WHAT IS EXPECTED. Exercise in exact copying. Transcribe every entry that follows, word for word.

EXCERPTED DATA.
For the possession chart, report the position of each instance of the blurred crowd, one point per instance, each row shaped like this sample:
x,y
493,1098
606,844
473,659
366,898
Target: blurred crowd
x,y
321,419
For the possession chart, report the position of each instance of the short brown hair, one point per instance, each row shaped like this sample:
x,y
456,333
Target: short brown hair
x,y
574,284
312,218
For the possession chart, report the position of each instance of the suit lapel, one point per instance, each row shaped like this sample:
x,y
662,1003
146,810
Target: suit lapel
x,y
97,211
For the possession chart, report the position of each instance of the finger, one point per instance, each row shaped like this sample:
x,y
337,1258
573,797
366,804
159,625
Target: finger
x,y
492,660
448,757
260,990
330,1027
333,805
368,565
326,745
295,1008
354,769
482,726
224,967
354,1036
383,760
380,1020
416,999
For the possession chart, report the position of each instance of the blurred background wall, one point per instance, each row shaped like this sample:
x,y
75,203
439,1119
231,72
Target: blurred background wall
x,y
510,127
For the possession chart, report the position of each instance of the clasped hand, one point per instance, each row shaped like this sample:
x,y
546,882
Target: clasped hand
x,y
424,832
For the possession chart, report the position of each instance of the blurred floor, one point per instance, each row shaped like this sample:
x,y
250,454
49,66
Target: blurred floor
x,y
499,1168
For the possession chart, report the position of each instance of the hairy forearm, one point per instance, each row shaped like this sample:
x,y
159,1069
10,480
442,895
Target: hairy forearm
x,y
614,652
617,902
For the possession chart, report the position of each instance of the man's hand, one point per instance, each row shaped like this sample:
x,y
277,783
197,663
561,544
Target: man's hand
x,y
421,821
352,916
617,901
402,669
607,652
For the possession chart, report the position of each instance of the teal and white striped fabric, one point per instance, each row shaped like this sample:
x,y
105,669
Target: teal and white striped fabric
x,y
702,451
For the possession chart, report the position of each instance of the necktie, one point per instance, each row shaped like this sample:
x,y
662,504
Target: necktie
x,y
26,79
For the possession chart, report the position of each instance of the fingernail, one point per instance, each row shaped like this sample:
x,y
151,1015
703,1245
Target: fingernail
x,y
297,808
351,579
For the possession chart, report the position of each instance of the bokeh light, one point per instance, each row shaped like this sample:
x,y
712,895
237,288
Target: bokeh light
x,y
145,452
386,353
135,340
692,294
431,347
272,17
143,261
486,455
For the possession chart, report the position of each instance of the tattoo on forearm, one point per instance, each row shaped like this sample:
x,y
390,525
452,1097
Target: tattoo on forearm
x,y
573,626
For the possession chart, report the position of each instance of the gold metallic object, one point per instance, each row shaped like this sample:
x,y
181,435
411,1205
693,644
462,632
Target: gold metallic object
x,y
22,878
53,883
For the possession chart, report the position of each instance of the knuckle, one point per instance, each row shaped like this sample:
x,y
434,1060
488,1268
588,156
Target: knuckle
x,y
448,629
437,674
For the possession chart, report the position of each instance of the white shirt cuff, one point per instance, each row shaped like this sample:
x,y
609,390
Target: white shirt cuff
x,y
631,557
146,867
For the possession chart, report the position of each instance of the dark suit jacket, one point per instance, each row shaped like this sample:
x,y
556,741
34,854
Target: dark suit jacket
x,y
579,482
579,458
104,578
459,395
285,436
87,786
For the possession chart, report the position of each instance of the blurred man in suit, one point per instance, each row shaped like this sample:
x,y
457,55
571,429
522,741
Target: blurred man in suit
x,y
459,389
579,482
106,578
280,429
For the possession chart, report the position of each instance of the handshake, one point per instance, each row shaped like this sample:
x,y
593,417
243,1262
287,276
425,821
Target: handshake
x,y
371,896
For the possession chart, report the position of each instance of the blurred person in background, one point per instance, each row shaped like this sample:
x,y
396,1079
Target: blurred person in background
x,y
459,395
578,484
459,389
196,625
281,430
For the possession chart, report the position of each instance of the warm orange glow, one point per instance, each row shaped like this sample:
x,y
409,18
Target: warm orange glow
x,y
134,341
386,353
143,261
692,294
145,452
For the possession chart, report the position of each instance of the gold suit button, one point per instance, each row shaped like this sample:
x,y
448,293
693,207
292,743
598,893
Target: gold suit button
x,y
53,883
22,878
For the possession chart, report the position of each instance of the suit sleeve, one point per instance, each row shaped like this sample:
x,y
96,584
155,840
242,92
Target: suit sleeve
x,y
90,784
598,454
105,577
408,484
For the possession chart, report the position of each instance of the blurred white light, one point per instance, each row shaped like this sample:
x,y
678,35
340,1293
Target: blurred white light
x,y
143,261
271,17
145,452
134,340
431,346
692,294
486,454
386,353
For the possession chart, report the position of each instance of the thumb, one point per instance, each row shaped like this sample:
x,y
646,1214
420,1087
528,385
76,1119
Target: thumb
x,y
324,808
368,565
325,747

REPLY TO THE TASK.
For the possession chart, report the position of each instance of the blurred crowd, one point per instance, each row shaped like this sample:
x,y
493,1098
606,844
473,659
366,898
Target: blurred crowd
x,y
321,419
For the possession chart, report the position of each instance of the short brown hair, one point per instance, each row shaped like this sample:
x,y
456,333
Target: short brown hair
x,y
574,284
312,218
For the possession chart, report the position of each instance of the suit lapel, one point per instance, each row shaped like this sample:
x,y
662,1003
146,810
Target: suit lapel
x,y
97,211
For the possession chart, report the position of each instance of the finger, one point per instance, each row shaped like this sample:
x,y
337,1258
573,797
366,804
159,625
Target: finger
x,y
492,660
448,757
260,990
330,1027
333,805
368,565
326,745
295,1008
354,769
482,726
224,967
354,1036
383,760
380,1020
416,999
For the possession chart, report the position of each instance of the blurred background wall, one point per instance, each row shaped like this sample:
x,y
75,203
439,1119
231,72
Target: blurred background wall
x,y
510,127
For the possession chart, report the position of each instance of the clasped hand, one point per instance, each row shaped like this sample:
x,y
546,882
Target: clasped hand
x,y
424,832
For the possession chart, report the position of each instance of the blurred floor, one point per instance, each row shaped like this sample:
x,y
250,454
49,66
Target: blurred floor
x,y
499,1168
For the possession chart, report the position of each instance of the hairy forearm, one point per instance, each row shaped like this sample:
x,y
159,1069
10,480
442,895
Target: hairy forearm
x,y
614,652
617,902
For the possession chart, report the position of each instance of the man's hand, one point per instance, each row shaped like this sample:
x,y
277,783
197,663
561,544
Target: man's hand
x,y
421,821
352,916
617,901
402,669
607,652
For the possession chart, report the position of each instance of the teal and white striped fabric, one point per instance, each row shaped like this sample:
x,y
105,669
Target: teal and white striped fabric
x,y
702,451
For the possession chart, report the position of each instance of the necktie, one point per instance, each row shaped like this sample:
x,y
662,504
Target: necktie
x,y
26,79
For the possession chart, report the position of each instance of the fingernail, one point per instance, each row shaped like this sample:
x,y
151,1015
703,1245
Target: fingernail
x,y
297,808
351,579
For the possession chart, report the position of each instance of the bokeh light, one point per instance, each row shaped like this sample:
x,y
712,895
237,288
Target: bokeh light
x,y
145,452
386,353
135,340
692,294
431,347
272,17
143,261
486,455
For the possession chart, report the position of each instance of the tattoo on forearm, one point per instance, each row shaped like this sample:
x,y
390,525
452,1097
Target: tattoo on forearm
x,y
573,626
For the possession chart, report the position of each instance of the gold metallic object, one point per instance, each row shaped like this sample:
x,y
181,435
411,1205
693,644
462,632
Target: gold metallic object
x,y
22,878
53,883
For the possession chart, report the position of each instance of the knuckle, one point per instance, each row shaped like this sample:
x,y
434,1060
488,1268
588,156
Target: knuckle
x,y
448,629
437,674
For the possession chart, report the position of each instance of the white shirt cuff, one point per instance, each row shaped like this sample:
x,y
609,390
Target: white shirt cuff
x,y
631,557
146,867
For the possession chart, report the position of each instance of the dark suit jacket, one point per instance, each row shaped like this sample:
x,y
556,741
34,854
Target: dark suit jacket
x,y
579,482
579,458
104,578
459,395
285,436
87,786
For the possession chart, report the position of each instance of the blurred man in suit, one point per instance, each row shaped like this sample:
x,y
457,55
571,429
522,741
Target: blurred man in suit
x,y
459,389
579,482
106,578
280,429
For the possession chart, report the position of each instance of the handshake, one point per instance, each row shaped like this sample:
x,y
593,417
243,1262
287,276
425,821
Target: handshake
x,y
371,896
For the possession chart, report the position of each instance of the blurred person in background, one point per instance, each row shaped like this sample:
x,y
396,1079
Target: blurred person in background
x,y
459,395
578,484
459,389
196,625
281,430
For the possession chart, report the position of each instance of the warm orange glow, one point per instance, each row shaped like this sample:
x,y
409,18
Target: warm orange glow
x,y
134,341
386,353
143,261
692,294
145,452
For the possession chart, report the position of each instance of the gold suit button, one point per instance, each row shaped like this sample:
x,y
448,293
693,207
292,743
598,893
Target: gold suit button
x,y
53,883
22,878
For the possession chart, report the position of each instance of the suit sleeve, one point per instance, each row shaped like this sample:
x,y
96,584
155,840
242,92
Target: suit sleeve
x,y
90,784
598,454
105,577
408,484
For the possession chart, report the position of each instance of the blurred white light, one point per instance, each row shaped like this sample:
x,y
678,35
340,1293
Target: blurred white light
x,y
143,261
271,17
145,452
134,340
431,346
692,294
486,454
386,353
For the possession chart, report the position of each instance of the thumb, one point per instance, each row shaped like this sample:
x,y
646,1214
420,1087
528,385
76,1119
Target: thumb
x,y
324,808
368,565
325,747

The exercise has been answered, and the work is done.